**STUDY QUESTIONS:**
- a) Repeat the passage about the underground concerts in occupied Warsaw word for word, starting with "During the occupation" and going on through "2 July 1947.".
- b) Write what comes next in the passage about the pianist's wartime concerts and postwar performances, picking up after its last sentence.

**TEXT BLOCK:**

During the occupation of Poland, she gave more than 60 underground concerts. She held them between November 1940 and June 1944 in the Warsaw apartment of her daughter Maria Reklewska, playing to audiences of 100 to 120 people who paid what they wished for tickets. Listeners refrained from applauding for fear of drawing the attention of the Germans, who prohibited such gatherings. Her own apartment on Marszałkowska Street burned in August 1944 after the outbreak of the Warsaw Uprising, destroying the two grand pianos she had won on graduating from the conservatory.

In September 1945 she gave an acclaimed performance of Chopin's Concerto in F minor, and on 25 August 1946 she inaugurated the International Chopin Festival in Duszniki-Zdrój. She appeared there alongside Henryk Sztompka. She gave her last performance, a recital of Chopin for the Polish Radio, on 2 July 1947.

**ENTRIES SUPPLIED:**
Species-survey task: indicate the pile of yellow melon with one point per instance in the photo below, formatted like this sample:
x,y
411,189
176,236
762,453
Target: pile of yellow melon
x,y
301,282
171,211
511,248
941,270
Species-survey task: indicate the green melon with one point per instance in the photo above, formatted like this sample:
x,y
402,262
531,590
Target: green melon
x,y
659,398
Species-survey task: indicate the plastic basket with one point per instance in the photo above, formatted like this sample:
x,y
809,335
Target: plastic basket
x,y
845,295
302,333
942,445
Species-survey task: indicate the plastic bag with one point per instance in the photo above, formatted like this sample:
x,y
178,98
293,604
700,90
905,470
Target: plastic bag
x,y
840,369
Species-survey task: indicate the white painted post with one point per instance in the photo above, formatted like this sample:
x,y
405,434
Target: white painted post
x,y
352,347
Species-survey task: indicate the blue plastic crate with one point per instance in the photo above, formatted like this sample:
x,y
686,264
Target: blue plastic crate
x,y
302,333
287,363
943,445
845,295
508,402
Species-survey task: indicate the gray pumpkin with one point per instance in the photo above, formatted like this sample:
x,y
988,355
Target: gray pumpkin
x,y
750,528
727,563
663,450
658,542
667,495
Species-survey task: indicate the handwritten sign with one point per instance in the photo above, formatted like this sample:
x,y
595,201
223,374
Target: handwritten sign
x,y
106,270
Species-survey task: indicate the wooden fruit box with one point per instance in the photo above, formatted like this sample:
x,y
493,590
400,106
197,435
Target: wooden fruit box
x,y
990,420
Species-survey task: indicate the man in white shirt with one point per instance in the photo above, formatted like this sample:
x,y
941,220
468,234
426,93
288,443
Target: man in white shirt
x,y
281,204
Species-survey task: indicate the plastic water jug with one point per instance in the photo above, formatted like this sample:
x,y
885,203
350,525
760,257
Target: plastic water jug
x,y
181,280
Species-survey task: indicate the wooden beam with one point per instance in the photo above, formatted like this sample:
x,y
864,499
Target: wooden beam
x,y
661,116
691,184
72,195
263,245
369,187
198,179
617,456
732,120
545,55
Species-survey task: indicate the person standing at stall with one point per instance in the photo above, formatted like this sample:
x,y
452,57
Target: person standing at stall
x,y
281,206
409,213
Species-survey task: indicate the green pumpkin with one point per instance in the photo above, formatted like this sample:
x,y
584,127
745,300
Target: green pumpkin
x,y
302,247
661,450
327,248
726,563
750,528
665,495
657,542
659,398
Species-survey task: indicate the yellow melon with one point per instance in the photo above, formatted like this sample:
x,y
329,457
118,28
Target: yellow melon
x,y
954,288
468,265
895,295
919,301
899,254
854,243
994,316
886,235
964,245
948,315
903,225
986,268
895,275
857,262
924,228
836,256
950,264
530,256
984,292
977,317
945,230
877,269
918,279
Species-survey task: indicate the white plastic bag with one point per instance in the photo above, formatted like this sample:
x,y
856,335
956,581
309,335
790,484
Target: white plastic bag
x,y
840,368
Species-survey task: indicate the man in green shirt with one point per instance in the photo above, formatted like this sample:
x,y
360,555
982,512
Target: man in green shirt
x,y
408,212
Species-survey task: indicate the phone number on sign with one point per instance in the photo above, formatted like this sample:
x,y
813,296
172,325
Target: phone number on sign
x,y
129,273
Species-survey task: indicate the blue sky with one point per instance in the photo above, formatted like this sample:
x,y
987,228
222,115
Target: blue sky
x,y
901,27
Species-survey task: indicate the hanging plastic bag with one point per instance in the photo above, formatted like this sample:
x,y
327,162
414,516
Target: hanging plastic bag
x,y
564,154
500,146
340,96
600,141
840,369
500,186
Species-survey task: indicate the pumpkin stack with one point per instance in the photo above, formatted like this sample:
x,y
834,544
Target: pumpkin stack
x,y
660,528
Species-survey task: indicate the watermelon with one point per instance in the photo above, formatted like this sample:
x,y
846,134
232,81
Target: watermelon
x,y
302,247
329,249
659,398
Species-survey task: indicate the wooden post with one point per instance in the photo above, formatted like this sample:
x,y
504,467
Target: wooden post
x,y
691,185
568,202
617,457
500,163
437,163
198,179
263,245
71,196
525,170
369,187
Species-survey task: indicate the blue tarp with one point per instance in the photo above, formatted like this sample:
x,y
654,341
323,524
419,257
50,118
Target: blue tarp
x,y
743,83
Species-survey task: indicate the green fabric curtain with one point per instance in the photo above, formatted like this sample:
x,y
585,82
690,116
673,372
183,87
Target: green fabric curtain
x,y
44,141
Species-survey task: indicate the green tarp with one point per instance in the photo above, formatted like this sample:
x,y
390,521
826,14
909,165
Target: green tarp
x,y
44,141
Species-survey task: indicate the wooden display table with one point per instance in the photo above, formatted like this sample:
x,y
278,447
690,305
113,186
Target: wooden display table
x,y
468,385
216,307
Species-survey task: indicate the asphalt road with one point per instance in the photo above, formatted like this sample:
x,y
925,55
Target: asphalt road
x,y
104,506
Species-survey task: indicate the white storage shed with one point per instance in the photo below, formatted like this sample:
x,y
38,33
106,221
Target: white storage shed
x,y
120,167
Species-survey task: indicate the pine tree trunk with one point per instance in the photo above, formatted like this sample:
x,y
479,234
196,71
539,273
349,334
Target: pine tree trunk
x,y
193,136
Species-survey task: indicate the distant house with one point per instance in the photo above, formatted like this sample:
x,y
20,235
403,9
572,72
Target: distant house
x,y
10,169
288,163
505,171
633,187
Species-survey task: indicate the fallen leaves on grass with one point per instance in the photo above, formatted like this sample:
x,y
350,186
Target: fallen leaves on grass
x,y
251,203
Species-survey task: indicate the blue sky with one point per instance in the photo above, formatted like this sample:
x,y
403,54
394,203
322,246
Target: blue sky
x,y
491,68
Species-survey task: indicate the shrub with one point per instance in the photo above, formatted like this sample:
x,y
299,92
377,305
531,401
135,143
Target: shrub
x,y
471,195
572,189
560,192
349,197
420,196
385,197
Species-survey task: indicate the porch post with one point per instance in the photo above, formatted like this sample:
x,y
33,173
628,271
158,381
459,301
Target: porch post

**RESULTS OF THE TASKS:**
- a)
During the occupation of Poland, she gave more than 60 underground concerts. She held them between November 1940 and June 1944 in the Warsaw apartment of her daughter Maria Reklewska, playing to audiences of 100 to 120 people who paid what they wished for tickets. Listeners refrained from applauding for fear of drawing the attention of the Germans, who prohibited such gatherings. Her own apartment on Marszałkowska Street burned in August 1944 after the outbreak of the Warsaw Uprising, destroying the two grand pianos she had won on graduating from the conservatory.

In September 1945 she gave an acclaimed performance of Chopin's Concerto in F minor, and on 25 August 1946 she inaugurated the International Chopin Festival in Duszniki-Zdrój. She appeared there alongside Henryk Sztompka. She gave her last performance, a recital of Chopin for the Polish Radio, on 2 July 1947.

- b)
I truly understood the greatness of her art only in the final period of her life. She played, among other things, the immortal Sonata in B-flat minor. She played it flawlessly. Apart from that, it seemed that there was nothing extraordinary in her interpretation. But it was precisely in this simplicity of expression that everything was contained—the ideal harmony of Chopin's beauty.
— Zbigniew Drzewiecki

Rabcewicz died on 3 September 1947 in Milanówek, aged 76. Three days later, on the motion of the Minister of Culture and Art, she was posthumously awarded the Commander's Cross of the Order of Polonia Restituta for outstanding and long-standing artistic activity. She is buried with her husband at the Powązki Cemetery in Warsaw.

==Recordings==

- Étude Op. 10, No. 12, Chopin, soundtrack for the film Róża (1936)
- Ballade No. 2, Chopin, Odeon O 217129 (1932)
- Ballade No. 2, Chopin, Muza XL 0157- 0160 (1932)
- Mazurka in C major, Op. 56, No. 2, Chopin, Odeon O 217129 (1932)
- Mazurka in C sharp minor, Op. 63, No. 3, Chopin, Odeon O 217129 (1932)
- Waltz in C-sharp minor, Op. 64, No. 2, Chopin, Odeon O 217129 (1932)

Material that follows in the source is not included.